◆ The task:
Return only that part of the material below which starts with the line containing "Query: vertical bark ridge" and goes on through the line containing "column 109, row 26", restated exactly.
═══ Input material ═══
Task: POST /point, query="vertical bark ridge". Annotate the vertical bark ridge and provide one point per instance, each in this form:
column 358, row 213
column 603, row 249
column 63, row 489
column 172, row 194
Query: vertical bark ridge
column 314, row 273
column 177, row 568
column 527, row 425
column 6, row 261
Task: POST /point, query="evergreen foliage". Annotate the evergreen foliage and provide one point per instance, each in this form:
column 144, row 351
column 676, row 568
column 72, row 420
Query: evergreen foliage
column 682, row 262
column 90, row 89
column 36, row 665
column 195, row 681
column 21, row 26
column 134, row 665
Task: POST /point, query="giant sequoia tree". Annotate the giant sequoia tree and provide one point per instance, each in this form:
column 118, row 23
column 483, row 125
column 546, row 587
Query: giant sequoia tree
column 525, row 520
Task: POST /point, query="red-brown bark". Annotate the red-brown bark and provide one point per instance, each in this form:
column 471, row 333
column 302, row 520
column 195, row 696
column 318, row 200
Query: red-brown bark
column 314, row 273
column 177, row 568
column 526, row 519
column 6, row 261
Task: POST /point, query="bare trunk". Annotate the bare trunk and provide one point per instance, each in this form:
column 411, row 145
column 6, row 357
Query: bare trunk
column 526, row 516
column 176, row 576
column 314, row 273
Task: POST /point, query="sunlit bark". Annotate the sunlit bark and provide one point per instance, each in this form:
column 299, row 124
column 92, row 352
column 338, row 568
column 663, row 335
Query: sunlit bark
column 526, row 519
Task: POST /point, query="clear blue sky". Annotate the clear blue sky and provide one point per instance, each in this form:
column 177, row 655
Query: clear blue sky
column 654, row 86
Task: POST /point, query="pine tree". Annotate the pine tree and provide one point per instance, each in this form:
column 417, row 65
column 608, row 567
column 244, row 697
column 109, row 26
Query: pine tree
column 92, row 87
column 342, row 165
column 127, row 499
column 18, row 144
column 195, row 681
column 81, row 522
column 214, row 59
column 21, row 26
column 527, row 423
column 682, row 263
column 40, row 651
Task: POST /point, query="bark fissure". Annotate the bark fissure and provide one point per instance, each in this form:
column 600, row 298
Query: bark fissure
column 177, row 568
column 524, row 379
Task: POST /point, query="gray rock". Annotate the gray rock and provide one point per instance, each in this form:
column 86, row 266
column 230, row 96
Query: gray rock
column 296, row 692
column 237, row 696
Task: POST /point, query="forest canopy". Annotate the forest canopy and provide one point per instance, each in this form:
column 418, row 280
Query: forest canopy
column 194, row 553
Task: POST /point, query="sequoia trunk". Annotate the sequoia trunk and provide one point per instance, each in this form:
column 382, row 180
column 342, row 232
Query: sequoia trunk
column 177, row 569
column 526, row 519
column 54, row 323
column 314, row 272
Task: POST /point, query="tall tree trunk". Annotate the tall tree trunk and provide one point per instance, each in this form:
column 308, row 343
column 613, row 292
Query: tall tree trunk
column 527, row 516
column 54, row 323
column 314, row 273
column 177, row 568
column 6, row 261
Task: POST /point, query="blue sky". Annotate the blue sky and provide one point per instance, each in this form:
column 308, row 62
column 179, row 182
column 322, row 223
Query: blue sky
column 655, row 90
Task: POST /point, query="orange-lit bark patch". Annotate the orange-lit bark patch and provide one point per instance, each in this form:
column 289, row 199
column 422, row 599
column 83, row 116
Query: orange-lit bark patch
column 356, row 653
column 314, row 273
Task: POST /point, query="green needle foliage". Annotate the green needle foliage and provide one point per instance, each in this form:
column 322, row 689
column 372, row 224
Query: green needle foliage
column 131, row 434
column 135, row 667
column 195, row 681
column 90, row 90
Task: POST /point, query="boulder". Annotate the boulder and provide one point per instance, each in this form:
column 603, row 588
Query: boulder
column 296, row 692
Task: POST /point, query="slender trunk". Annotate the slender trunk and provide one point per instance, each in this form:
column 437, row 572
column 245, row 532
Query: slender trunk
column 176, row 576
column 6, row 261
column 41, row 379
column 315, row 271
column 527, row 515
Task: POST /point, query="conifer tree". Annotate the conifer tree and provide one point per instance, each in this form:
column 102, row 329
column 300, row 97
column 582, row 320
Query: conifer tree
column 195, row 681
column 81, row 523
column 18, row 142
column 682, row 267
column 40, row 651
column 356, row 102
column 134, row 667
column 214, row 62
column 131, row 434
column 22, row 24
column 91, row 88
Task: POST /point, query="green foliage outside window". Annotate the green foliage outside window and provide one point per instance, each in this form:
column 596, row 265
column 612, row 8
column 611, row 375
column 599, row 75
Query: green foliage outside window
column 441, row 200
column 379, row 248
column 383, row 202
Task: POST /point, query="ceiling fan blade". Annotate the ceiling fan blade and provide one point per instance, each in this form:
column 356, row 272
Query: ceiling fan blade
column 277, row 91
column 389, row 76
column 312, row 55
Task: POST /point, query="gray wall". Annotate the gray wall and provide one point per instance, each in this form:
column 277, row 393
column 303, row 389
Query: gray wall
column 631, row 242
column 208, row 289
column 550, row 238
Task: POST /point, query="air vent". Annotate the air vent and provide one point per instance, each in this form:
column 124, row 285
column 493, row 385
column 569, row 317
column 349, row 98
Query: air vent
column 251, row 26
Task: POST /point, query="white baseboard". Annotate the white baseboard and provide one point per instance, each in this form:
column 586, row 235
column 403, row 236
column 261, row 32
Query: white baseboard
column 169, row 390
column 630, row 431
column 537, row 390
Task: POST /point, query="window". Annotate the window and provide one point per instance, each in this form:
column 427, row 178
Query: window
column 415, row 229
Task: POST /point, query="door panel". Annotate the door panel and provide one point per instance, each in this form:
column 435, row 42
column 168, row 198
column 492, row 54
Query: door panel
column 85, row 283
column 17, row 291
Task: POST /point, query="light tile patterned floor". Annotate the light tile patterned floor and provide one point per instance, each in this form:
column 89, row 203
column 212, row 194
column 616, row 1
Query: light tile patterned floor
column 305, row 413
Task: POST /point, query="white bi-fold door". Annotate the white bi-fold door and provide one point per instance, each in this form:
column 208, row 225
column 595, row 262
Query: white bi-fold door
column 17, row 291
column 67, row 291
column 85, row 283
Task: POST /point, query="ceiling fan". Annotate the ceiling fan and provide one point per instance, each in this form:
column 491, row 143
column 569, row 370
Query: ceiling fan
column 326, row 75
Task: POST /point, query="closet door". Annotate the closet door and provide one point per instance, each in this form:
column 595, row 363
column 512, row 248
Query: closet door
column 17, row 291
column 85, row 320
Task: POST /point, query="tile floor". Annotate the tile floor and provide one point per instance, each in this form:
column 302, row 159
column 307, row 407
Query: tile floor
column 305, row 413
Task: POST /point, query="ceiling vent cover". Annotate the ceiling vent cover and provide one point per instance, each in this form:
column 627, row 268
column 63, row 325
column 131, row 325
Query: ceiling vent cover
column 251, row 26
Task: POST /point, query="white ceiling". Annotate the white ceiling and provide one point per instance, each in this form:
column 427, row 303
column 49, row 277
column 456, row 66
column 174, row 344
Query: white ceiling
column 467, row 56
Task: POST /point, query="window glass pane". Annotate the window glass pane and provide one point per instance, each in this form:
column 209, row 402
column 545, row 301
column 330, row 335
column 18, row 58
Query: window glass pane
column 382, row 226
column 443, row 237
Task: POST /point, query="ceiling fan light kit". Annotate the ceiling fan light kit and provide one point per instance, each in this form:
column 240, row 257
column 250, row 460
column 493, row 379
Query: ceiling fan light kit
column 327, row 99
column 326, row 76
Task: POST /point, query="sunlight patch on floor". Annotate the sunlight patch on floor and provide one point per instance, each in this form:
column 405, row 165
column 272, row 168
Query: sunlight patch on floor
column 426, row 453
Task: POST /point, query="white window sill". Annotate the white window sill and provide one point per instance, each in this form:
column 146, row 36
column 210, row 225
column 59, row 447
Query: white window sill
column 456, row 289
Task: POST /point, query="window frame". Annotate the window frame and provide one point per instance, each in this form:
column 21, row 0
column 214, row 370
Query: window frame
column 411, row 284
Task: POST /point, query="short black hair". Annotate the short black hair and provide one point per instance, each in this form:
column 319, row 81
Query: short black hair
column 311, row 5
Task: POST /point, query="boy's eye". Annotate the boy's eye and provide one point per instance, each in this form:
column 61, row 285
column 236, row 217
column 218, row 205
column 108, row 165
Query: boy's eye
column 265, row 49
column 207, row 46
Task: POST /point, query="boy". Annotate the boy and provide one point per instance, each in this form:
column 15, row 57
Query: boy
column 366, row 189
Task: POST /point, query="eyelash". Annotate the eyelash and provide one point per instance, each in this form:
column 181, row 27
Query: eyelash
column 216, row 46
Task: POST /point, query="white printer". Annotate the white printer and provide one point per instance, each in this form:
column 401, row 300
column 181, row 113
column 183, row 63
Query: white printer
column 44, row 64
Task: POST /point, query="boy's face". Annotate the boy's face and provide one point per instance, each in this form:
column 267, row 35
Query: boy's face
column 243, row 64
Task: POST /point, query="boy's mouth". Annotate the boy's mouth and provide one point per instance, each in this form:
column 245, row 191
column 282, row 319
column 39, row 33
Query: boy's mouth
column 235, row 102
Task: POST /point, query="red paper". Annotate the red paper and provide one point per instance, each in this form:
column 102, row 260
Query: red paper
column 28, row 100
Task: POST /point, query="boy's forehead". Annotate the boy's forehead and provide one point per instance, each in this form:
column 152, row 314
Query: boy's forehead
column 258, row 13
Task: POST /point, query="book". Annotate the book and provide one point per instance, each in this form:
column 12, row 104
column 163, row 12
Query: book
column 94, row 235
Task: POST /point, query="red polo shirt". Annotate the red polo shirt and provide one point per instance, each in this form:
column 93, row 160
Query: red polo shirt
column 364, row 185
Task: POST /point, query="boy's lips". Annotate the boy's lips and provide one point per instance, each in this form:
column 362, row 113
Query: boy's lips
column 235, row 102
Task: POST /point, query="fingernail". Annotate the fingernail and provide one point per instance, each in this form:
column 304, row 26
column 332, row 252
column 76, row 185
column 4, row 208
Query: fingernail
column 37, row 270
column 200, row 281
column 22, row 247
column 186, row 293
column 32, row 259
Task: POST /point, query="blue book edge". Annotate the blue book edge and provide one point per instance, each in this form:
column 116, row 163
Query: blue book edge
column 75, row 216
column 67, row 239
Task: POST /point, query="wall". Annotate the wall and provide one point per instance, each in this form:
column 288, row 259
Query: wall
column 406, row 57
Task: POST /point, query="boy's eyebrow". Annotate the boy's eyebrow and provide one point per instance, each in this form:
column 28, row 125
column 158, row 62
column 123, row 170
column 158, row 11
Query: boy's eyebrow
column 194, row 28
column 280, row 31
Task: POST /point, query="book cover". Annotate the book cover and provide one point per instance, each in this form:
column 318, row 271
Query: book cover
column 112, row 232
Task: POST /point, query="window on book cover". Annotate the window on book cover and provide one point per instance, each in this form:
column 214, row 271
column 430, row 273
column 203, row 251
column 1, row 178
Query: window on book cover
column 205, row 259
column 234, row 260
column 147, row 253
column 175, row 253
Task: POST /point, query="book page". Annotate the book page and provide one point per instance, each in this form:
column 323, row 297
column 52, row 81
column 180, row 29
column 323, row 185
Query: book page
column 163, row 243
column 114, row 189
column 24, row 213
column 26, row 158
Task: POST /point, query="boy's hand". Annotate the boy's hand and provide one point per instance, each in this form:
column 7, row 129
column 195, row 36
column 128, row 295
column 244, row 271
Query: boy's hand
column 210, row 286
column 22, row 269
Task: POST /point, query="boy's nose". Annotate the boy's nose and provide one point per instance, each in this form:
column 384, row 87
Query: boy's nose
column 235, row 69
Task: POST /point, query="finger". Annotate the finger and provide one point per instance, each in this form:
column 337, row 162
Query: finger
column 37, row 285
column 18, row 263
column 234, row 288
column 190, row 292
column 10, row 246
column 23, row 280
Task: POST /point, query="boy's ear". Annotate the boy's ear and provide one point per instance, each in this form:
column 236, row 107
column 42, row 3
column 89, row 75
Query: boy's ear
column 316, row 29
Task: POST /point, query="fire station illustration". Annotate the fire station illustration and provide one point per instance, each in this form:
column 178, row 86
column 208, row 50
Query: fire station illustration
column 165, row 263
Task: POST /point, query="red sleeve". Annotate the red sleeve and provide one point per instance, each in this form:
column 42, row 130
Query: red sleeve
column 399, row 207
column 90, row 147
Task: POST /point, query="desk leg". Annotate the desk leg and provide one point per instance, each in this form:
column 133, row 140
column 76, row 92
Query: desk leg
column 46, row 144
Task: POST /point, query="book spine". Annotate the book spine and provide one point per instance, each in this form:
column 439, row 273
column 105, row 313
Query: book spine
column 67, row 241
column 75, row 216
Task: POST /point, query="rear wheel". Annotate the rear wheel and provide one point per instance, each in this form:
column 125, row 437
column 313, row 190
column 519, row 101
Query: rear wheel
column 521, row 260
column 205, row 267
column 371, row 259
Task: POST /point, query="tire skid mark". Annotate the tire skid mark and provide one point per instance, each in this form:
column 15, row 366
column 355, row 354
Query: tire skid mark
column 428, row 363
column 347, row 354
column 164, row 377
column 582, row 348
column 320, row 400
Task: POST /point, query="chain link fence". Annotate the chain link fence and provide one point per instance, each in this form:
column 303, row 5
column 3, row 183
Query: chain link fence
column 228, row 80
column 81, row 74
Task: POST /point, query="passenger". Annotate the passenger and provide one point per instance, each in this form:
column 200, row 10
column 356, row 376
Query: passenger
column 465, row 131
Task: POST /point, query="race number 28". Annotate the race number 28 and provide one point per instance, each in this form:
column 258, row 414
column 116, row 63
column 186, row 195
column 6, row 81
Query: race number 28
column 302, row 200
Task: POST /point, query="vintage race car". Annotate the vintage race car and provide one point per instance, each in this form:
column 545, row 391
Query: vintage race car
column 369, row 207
═══
◆ Task result:
Query: vertical bark ridge
column 314, row 273
column 177, row 568
column 527, row 425
column 6, row 261
Task: POST /point, query="evergreen foliage". Annotate the evergreen foliage and provide one point per instance, each in this form:
column 144, row 351
column 676, row 568
column 72, row 420
Query: evergreen foliage
column 682, row 262
column 90, row 89
column 36, row 665
column 195, row 681
column 21, row 26
column 134, row 665
Task: POST /point, query="giant sequoia tree". Annotate the giant sequoia tree and provide one point per instance, each in this form:
column 118, row 23
column 483, row 125
column 546, row 587
Query: giant sequoia tree
column 525, row 520
Task: POST /point, query="red-brown bark". Annotate the red-brown bark and provide one point per instance, each in this form:
column 471, row 333
column 302, row 520
column 195, row 696
column 318, row 200
Query: red-brown bark
column 314, row 273
column 177, row 568
column 526, row 519
column 6, row 261
Task: POST /point, query="bare trunk". Annotate the bare trunk and provide one point per instance, each in this form:
column 411, row 145
column 6, row 357
Query: bare trunk
column 526, row 516
column 176, row 576
column 314, row 273
Task: POST /point, query="sunlit bark". Annotate the sunlit bark and provide one point per instance, each in this form:
column 299, row 124
column 92, row 352
column 338, row 568
column 663, row 335
Query: sunlit bark
column 526, row 519
Task: POST /point, query="clear blue sky". Annotate the clear blue sky and provide one point per instance, each in this form:
column 177, row 655
Query: clear blue sky
column 654, row 86
Task: POST /point, query="pine tree". Annotate the pine tree and provide one point per instance, each in this form:
column 417, row 65
column 608, row 567
column 244, row 697
column 109, row 26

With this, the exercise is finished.